▶ [Source extract]:
#5SmartReads - February 1, 2023
Dr. Jessica Wilen on succeeding as a dual-career couple, affordable childcare, and the future of college
Dr. Jessica Wilen is an executive coach and organizational consultant, focused on supporting high-achieving working parents and women leaders. She writes the popular newsletter A Cup of Ambition on working motherhood and holds a faculty appointment at Yale University. She lives in southern Connecticut with her husband and two kids
All The Feels (A Cup of Ambition)
I'm super excited to share my interview with Liz Fosslien, author and illustrator of the best-selling books Big Feelings and No Hard Feelings, and an expert on emotions in the workplace. There are so many gems in here, but I'll highlight two of my favorites:
First, don't run away from uncomfortable emotions like envy, regret, or anxiety. Instead, look at what they're trying to tell you. For example, regret can be a powerful learning opportunity--how can we avoid making the same mistake in the future? Second, Liz recommends that when you're faced with uncertainty, instead of telling yourself you can't do something, tell yourself “I'm a person learning to__.” This is a great phrase to use with kids, too!

▶ [What to work on]:
1. Reproduce the #5SmartReads excerpt from "I'm super excited" up to and including "with kids, too!".
2. Carry on writing the #5SmartReads excerpt on Dr. Jessica Wilen, starting after its last sentence.
The entries have no connection to the #5SmartReads excerpt.

▶ [Supplied entries]:
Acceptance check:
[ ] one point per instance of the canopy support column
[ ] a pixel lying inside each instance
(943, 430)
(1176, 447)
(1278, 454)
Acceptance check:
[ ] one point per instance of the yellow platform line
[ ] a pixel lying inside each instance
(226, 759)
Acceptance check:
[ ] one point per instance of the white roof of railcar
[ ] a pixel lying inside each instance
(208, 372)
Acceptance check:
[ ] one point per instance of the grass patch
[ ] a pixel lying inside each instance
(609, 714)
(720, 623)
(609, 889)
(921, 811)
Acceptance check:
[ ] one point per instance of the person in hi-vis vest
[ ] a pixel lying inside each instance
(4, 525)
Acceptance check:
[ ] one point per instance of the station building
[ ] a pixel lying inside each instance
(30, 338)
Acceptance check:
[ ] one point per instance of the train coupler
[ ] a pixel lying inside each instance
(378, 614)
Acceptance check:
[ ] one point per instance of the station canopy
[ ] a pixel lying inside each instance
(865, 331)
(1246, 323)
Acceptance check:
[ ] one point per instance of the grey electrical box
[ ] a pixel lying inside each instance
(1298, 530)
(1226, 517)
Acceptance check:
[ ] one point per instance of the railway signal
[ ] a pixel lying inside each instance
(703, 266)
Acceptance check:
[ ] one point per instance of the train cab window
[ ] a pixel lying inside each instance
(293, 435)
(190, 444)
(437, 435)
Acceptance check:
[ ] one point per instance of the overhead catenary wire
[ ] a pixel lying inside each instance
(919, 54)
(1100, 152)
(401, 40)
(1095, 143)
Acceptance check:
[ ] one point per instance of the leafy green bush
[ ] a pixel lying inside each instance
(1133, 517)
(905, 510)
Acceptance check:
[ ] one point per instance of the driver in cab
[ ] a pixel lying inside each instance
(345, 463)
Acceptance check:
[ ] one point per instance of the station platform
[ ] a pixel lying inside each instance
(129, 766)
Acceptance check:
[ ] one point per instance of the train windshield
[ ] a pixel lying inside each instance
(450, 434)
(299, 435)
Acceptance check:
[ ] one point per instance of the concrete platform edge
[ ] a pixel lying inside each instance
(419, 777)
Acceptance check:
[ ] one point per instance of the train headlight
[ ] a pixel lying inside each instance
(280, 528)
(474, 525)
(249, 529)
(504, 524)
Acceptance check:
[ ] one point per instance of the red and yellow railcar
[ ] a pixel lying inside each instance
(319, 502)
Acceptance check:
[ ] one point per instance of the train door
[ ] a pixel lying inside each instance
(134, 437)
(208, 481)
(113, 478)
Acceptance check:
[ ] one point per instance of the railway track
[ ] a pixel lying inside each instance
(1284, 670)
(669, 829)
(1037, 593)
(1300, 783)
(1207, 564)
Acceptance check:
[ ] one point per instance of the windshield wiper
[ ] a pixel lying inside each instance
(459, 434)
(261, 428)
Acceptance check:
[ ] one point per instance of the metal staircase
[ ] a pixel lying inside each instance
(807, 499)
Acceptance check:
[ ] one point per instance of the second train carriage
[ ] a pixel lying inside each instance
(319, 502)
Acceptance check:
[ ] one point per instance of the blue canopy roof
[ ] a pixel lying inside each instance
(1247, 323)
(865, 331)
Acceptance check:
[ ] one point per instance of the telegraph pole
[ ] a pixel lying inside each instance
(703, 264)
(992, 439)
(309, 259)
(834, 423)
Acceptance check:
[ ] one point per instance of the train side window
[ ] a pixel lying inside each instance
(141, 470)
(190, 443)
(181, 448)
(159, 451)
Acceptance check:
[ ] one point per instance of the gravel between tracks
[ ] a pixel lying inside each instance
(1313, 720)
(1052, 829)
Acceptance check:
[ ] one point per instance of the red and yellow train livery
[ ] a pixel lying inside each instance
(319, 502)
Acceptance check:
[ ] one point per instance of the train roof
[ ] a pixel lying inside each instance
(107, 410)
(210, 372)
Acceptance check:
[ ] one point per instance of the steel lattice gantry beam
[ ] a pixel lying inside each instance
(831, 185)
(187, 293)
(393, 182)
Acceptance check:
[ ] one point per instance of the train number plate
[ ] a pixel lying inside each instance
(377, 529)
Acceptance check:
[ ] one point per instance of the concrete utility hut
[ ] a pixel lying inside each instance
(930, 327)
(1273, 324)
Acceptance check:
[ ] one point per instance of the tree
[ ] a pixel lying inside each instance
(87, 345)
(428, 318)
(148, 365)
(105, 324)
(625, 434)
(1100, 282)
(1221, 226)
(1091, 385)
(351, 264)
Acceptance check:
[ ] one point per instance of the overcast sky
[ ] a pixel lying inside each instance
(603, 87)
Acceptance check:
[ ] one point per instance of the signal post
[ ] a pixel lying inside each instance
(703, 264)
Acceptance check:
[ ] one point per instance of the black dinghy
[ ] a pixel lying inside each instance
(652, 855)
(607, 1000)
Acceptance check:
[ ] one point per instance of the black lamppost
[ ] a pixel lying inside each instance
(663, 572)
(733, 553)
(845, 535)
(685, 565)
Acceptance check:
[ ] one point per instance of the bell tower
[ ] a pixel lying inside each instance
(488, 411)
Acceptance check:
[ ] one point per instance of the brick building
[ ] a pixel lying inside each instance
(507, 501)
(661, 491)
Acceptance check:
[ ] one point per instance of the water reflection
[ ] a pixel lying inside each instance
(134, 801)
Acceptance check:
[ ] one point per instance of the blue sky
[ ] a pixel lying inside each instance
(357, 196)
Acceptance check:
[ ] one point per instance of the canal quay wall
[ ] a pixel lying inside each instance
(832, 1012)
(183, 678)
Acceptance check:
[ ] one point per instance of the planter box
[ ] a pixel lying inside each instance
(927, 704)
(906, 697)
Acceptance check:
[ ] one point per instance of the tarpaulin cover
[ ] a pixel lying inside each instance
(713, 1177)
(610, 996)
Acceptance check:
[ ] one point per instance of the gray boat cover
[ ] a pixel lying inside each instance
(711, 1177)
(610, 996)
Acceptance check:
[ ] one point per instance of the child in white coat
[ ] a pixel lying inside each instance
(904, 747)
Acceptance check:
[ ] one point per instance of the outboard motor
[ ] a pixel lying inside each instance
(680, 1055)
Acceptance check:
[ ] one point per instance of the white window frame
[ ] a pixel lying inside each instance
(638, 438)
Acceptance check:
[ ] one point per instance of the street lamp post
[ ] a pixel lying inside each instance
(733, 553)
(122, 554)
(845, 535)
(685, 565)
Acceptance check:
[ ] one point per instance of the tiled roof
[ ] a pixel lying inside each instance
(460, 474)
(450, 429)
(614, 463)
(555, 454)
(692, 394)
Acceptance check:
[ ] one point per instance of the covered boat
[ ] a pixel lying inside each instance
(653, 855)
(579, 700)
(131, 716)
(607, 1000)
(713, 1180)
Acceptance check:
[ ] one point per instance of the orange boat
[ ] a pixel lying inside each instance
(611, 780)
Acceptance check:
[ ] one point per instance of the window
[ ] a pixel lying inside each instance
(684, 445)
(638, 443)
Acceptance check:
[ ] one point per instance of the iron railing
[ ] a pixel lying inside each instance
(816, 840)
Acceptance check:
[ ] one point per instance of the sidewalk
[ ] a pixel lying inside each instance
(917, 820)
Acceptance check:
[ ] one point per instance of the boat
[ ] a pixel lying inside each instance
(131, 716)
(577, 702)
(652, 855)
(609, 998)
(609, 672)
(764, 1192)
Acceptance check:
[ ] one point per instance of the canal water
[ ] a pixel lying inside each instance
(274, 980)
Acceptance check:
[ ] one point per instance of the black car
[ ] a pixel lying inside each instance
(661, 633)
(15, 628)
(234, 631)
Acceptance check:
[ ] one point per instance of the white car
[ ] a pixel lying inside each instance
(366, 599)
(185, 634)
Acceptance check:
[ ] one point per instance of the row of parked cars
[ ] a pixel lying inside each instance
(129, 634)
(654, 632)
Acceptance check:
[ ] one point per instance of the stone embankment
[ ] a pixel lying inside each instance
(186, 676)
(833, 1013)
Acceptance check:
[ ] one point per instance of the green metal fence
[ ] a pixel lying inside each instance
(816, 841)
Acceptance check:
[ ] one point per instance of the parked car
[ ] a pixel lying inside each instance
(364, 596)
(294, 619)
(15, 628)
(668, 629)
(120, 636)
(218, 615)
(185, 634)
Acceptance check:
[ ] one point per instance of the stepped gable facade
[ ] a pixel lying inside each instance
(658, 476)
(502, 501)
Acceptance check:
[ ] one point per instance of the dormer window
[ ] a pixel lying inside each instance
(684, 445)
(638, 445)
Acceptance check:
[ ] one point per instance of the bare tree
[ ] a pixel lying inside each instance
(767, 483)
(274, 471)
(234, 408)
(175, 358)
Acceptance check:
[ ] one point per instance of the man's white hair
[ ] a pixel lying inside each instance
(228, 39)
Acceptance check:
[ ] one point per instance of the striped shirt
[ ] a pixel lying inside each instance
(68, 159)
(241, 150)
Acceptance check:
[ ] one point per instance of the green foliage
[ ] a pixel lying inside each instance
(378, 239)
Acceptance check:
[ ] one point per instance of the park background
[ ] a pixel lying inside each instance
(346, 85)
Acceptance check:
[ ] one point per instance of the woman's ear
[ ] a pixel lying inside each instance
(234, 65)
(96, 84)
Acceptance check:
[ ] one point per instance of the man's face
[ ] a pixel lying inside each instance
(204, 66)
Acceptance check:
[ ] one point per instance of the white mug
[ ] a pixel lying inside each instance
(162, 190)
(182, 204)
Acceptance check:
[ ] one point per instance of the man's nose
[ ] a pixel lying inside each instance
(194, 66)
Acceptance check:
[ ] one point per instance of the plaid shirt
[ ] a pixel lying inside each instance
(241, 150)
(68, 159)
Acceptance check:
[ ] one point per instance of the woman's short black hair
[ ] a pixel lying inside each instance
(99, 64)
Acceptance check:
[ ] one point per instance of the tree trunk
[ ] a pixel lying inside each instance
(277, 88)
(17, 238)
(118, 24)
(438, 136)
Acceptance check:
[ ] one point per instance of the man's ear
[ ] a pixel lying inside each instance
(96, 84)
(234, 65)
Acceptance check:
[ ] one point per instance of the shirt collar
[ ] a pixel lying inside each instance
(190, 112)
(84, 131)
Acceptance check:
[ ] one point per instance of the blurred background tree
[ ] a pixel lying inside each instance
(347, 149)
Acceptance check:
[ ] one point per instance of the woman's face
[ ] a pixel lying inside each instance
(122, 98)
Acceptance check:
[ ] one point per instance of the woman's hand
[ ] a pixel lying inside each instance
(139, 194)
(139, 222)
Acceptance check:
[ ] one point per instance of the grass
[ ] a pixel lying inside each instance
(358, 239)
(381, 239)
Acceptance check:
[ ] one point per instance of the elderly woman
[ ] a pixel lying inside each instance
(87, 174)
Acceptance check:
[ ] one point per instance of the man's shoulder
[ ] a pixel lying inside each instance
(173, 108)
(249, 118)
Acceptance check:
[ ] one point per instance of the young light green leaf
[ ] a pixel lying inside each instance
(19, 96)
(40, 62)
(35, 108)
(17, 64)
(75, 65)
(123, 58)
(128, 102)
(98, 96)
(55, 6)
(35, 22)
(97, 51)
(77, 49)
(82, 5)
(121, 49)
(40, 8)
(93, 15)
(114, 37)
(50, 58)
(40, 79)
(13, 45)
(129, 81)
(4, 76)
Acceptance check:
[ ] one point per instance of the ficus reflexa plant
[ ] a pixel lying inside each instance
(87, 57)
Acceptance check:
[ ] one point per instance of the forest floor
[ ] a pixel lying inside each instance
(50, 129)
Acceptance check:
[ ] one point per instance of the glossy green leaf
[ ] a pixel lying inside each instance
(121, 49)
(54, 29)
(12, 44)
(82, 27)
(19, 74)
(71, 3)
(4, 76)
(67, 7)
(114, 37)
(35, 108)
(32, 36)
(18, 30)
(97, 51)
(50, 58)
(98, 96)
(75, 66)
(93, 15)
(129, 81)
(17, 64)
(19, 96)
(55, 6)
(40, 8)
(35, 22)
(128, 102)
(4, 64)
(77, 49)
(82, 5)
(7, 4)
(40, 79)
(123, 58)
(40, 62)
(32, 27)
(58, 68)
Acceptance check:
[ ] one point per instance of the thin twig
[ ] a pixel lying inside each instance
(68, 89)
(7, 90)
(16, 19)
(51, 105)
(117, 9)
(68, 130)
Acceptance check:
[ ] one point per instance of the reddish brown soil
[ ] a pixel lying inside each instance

▶ [Responses per task]:
1.
I'm super excited to share my interview with Liz Fosslien, author and illustrator of the best-selling books Big Feelings and No Hard Feelings, and an expert on emotions in the workplace. There are so many gems in here, but I'll highlight two of my favorites:
First, don't run away from uncomfortable emotions like envy, regret, or anxiety. Instead, look at what they're trying to tell you. For example, regret can be a powerful learning opportunity--how can we avoid making the same mistake in the future? Second, Liz recommends that when you're faced with uncertainty, instead of telling yourself you can't do something, tell yourself “I'm a person learning to__.” This is a great phrase to use with kids, too!

2.
PS--If you liked this article, consider subscribing to A Cup of Ambition! It's a regular newsletter for moms (and enlightened dads!) who care about building a meaningful career and being an involved parent.
How To Help Your Kids Be Happy (Washington Post)
Bookmark this article and send it to every parent you know, because I think it serves as a lovely Cliff's Note version of parenting. The lead investigators of Harvard's 80 year long study on adult development have recently published a book detailing their findings, and they summarize the highlights here.
Most parents, when asked what they wish for their children, say happiness; but happiness is a fleeting emotional state. Instead, we should give our children the building blocks for a meaningful life. Some of the key components? Helping them learn to navigate challenges, modeling healthy and supportive relationships with friends, institute rituals for connection--and my personal favorite, practice "radical curiosity".
How Confidence Is Weaponized Against Women (HBR)
This is a must-read article for professional women... and men. Confidence is a highly fraught concept for women in the workplace.
As the authors point out: "While confidence is an ostensibly gender-neutral concept, our research found that confidence is not just gendered — it’s weaponized against women. When women fail to achieve career goals, leaders are prone to attribute it to a lack of self-confidence. And when women demonstrate high levels of confidence through behaviors, such as being extroverted or assertive, they risk overdoing it and, ironically, being perceived as lacking confidence."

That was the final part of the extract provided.